(DIRECTIONS):
#1 Answer these from the State Route 59 article below:
(a) What is the highway's length in miles?
(b) Which section of the California Streets and Highways Code defines Route 59?
(c) What name does the highway carry as it leaves the concurrency on the west side of Merced?
#2 Write the next part of the State Route 59 article below, beginning right after its final sentence.

- SR 59 highlighted in red

Route information
- Maintained by Caltrans
- Length: 33.76 mi (54.33 km)

Major junctions
- South end: SR 152 near El Nido
- SR 99 / SR 140 in Merced
- North end: CR J16 / CR J59 in Snelling

Location
- Country: United States
- State: California
- Counties: Merced

Highway system
- State highways in California; Interstate; US; State; Scenic; History; Pre‑1964; Unconstructed; Deleted; Freeways;
| ← SR 58 |  | → SR 60 |

= California State Route 59 =

Highway in California

State Route 59 (SR 59) is a state highway in the U.S. state of California located entirely in Merced County. It connects State Route 152 near El Nido to the city of Merced and beyond, ending abruptly at the intersection of County Routes J59 and J16 in Snelling.

==Route description==
Route 59 is defined in section 359 of the California Streets and Highways Code. The definition omits the concurrency with Route 99 instead of duplicating that segment in the other route's definition in the code:

Route 59 is from:

(a) Route 152 northerly to Route 99 near Merced.

(b) Route 99 near Merced to Snelling.

SR 59 begins at SR 152 as Los Banos Highway. The highway travels north through the town of El Nido until entering the city of Merced, where it runs concurrently with the SR 99 freeway and with SR 140. SR 59 leaves the concurrency on the west side of Merced and travels north as the Snelling Highway. The highway winds up the Sierra Nevada foothills until it passes through Snelling, where it ends at its intersection with County Routes J59 and J16.

(DATA SHOWN):
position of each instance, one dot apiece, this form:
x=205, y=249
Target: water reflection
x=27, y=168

(PER-TASK OUTPUTS):
#1
(a) 33.76 miles
(b) Section 359
(c) Snelling Highway

#2
SR 59 is part of the California Freeway and Expressway System, but except for a portion in Merced is not part of the National Highway System, a network of highways that are considered essential to the country's economy, defense, and mobility by the Federal Highway Administration.

==Future==
In January 2010, the Tuolumne County Board of Supervisors made a formal request to the state to add the entire length of County Route J59 as a northerly extension of State Route 59 from its terminus in Snelling, Merced County, to the intersection of State Routes 108 and 120 in Tuolumne County.

On February 20, 2026, state senator Marie Alvarado-Gil introduced Senate Bill 1334. Co-written by state assembly members Juan Alanis and David Tangipa, if signed into law it would require the California Transportation Commission and the counties of Merced, Stanislaus, and Tuolumne to come to an agreement to allow the state to acquire CR J59 by December 31, 2030. The modified definition of State Route 59, with its new northern terminus as "the junction of Routes 108 and 120", would then go into effect on January 1, 2031.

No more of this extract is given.